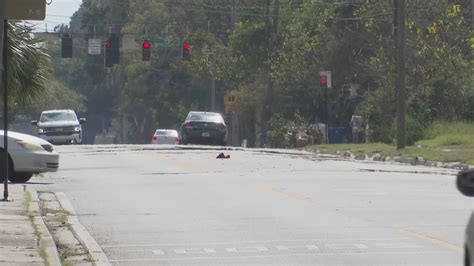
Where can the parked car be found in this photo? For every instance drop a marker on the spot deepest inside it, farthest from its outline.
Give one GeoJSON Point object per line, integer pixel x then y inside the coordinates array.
{"type": "Point", "coordinates": [28, 155]}
{"type": "Point", "coordinates": [60, 126]}
{"type": "Point", "coordinates": [465, 184]}
{"type": "Point", "coordinates": [165, 136]}
{"type": "Point", "coordinates": [204, 127]}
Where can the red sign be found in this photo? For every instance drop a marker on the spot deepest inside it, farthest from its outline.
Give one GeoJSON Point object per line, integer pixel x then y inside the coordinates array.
{"type": "Point", "coordinates": [325, 79]}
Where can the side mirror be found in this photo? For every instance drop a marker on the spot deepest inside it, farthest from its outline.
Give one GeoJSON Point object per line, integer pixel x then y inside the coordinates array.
{"type": "Point", "coordinates": [465, 182]}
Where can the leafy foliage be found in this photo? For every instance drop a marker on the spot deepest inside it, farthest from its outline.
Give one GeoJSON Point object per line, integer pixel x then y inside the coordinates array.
{"type": "Point", "coordinates": [269, 53]}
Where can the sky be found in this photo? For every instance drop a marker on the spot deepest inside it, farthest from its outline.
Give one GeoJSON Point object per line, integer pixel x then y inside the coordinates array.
{"type": "Point", "coordinates": [58, 12]}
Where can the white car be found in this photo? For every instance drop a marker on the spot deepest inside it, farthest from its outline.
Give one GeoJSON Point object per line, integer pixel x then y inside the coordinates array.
{"type": "Point", "coordinates": [60, 126]}
{"type": "Point", "coordinates": [465, 184]}
{"type": "Point", "coordinates": [165, 136]}
{"type": "Point", "coordinates": [28, 155]}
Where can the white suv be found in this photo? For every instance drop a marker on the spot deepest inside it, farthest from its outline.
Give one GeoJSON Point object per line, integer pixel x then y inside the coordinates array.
{"type": "Point", "coordinates": [60, 127]}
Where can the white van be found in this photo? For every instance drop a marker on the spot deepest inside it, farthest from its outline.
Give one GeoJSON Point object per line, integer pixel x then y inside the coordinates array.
{"type": "Point", "coordinates": [60, 127]}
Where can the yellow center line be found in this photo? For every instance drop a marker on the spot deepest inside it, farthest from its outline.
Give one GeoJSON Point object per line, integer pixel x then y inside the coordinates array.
{"type": "Point", "coordinates": [294, 197]}
{"type": "Point", "coordinates": [432, 239]}
{"type": "Point", "coordinates": [177, 163]}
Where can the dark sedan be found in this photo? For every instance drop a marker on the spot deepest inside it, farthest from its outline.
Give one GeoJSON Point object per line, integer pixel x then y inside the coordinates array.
{"type": "Point", "coordinates": [204, 128]}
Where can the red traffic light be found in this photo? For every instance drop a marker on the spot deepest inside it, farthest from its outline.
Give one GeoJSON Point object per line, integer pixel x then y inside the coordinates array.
{"type": "Point", "coordinates": [146, 45]}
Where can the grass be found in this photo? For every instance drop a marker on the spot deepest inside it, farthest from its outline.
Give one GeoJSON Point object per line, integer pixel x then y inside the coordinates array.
{"type": "Point", "coordinates": [445, 142]}
{"type": "Point", "coordinates": [26, 204]}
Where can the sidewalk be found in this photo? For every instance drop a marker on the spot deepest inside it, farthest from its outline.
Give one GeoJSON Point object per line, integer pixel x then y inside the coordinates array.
{"type": "Point", "coordinates": [24, 238]}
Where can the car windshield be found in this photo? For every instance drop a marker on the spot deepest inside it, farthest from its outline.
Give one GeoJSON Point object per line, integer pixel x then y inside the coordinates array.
{"type": "Point", "coordinates": [166, 133]}
{"type": "Point", "coordinates": [217, 118]}
{"type": "Point", "coordinates": [58, 116]}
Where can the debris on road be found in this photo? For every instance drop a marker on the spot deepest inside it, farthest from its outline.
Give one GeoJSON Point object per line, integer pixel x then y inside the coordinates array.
{"type": "Point", "coordinates": [223, 156]}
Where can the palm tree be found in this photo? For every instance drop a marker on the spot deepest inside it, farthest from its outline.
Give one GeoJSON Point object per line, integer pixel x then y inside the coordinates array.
{"type": "Point", "coordinates": [28, 65]}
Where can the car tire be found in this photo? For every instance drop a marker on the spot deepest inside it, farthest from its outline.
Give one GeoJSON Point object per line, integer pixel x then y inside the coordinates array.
——————
_What the task requires_.
Rewrite the listing as a numbered list. Begin at the line that contains "Where can the debris", stop after the final line of the listing, and omit any blank lines.

_Result_.
1. Where can the debris on road be found in this photo? For every instance drop a marker on the spot deepest inside it, farthest from its outline.
2. Give one GeoJSON Point object per line, integer pixel x then y inside the coordinates array.
3. {"type": "Point", "coordinates": [223, 156]}
4. Where can the palm tree be found in this photo? For every instance drop a marker on the spot deepest inside it, farthest from its outline.
5. Give one GeoJSON Point object per line, integer pixel x then y inside the coordinates array.
6. {"type": "Point", "coordinates": [28, 65]}
7. Where can the car tire be found in this photo? For every instance drop a marker on the spot deepest inside it, farthest from its outline.
8. Give one GeoJSON Point object per line, integer pixel x then y inside the coordinates array.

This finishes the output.